## GIVEN PROBLEM
Please pull out every line of the data below that contains the string "target", and copy each of those lines in full. Case counts when matching.

## PROVIDED ENTRIES
· · · ·

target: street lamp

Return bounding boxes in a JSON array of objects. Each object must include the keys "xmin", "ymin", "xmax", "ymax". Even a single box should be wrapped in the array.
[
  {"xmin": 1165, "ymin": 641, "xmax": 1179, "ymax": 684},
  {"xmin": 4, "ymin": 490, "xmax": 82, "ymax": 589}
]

· · · ·

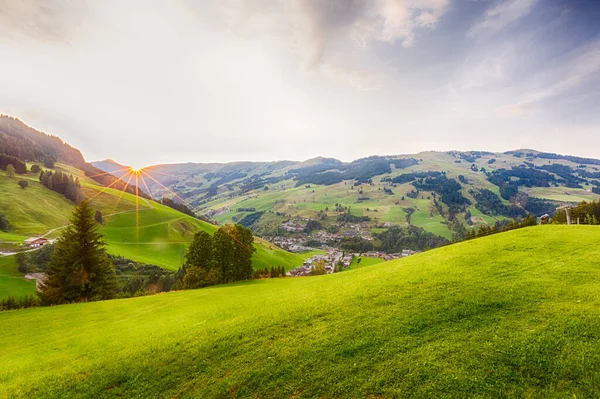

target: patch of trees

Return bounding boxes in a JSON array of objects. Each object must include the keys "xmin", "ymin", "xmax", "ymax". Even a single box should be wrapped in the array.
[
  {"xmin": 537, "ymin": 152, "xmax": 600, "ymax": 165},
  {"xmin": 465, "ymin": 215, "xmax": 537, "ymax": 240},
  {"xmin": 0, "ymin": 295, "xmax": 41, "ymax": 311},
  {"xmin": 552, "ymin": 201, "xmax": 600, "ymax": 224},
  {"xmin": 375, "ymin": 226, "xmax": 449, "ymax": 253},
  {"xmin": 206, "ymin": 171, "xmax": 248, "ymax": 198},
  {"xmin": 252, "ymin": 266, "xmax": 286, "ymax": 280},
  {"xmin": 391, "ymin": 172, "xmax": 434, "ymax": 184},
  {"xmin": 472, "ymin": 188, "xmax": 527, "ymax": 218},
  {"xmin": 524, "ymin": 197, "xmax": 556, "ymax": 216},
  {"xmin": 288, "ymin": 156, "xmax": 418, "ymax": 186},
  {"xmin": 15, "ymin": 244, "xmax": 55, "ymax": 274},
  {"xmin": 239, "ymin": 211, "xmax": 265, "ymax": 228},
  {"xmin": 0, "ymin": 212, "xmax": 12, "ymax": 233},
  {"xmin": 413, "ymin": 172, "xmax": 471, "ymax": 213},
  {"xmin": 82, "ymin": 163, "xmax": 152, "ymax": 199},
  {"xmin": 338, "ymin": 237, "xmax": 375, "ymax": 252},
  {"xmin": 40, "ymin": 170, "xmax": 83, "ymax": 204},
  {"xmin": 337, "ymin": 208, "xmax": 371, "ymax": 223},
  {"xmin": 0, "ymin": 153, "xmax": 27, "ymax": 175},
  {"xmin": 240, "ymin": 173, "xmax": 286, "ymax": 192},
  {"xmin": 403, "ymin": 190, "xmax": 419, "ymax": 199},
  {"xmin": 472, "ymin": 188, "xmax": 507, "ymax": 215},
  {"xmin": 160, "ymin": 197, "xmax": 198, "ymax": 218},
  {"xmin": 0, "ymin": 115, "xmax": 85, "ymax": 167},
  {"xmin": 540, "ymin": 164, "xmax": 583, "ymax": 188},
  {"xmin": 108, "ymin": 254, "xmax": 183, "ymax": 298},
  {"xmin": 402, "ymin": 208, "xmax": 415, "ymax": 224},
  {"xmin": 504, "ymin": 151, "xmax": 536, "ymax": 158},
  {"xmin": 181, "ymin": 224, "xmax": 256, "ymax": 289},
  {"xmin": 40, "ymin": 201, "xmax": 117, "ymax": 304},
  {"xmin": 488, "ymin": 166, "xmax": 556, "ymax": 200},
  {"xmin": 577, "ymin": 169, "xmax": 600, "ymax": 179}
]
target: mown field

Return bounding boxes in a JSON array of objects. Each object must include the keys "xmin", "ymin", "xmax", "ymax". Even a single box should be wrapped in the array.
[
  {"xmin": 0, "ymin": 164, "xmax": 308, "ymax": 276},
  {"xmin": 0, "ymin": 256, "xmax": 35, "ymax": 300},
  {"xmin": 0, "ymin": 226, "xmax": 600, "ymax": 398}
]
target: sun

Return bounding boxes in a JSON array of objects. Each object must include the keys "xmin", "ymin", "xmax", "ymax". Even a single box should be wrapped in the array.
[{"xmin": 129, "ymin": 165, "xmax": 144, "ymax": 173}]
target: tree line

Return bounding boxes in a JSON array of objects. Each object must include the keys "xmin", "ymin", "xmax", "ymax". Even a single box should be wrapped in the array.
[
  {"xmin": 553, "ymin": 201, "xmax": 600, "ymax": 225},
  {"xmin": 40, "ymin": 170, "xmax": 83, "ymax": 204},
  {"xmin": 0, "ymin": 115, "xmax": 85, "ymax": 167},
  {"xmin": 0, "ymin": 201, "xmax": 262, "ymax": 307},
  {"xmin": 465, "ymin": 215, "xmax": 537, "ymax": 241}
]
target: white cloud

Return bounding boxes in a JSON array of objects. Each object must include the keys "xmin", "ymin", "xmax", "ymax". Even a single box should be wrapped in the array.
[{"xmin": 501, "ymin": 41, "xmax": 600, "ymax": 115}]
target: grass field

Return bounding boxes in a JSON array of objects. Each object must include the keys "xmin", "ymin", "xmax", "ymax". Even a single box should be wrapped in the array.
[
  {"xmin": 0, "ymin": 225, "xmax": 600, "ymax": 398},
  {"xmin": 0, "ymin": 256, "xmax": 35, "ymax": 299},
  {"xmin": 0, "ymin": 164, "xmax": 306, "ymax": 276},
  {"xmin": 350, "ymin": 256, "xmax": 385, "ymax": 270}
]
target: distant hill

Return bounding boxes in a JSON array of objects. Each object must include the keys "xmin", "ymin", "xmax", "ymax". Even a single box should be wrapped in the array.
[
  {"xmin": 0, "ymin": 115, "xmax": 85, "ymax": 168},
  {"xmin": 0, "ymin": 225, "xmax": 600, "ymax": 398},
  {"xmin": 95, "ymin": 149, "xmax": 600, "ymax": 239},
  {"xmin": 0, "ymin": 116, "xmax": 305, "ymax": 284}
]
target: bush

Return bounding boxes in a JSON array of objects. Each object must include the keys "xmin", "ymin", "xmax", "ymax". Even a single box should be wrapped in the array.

· · · ·

## SOLUTION TO THIS PROBLEM
target: street lamp
target: patch of trees
target: mown field
target: sun
target: tree line
target: white cloud
target: grass field
target: distant hill
target: bush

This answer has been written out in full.